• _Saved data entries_
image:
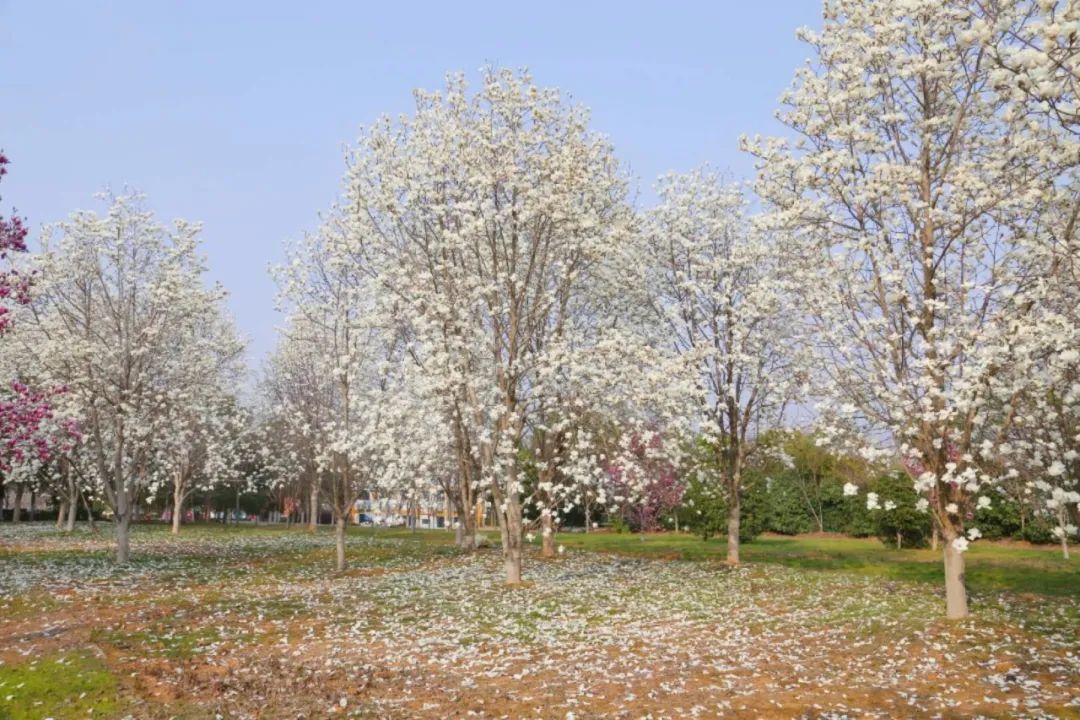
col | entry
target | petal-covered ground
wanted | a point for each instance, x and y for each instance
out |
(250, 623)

--

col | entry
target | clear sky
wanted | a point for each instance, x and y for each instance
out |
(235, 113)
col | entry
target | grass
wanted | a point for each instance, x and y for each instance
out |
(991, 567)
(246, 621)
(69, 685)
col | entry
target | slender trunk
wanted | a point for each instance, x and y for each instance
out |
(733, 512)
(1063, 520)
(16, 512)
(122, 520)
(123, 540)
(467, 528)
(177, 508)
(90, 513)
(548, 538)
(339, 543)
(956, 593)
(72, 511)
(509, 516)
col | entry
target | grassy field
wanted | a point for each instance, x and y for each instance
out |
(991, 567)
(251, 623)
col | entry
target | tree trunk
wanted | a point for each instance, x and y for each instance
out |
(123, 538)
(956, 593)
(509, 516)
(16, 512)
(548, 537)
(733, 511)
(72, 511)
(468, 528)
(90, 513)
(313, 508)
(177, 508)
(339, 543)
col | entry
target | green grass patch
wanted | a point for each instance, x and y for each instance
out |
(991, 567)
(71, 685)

• _PROBLEM_
Every line in the data that holds the string "trunk" should be copied.

• _ANSWER TO THE EXERCISE_
target | slender trunk
target | tree trunk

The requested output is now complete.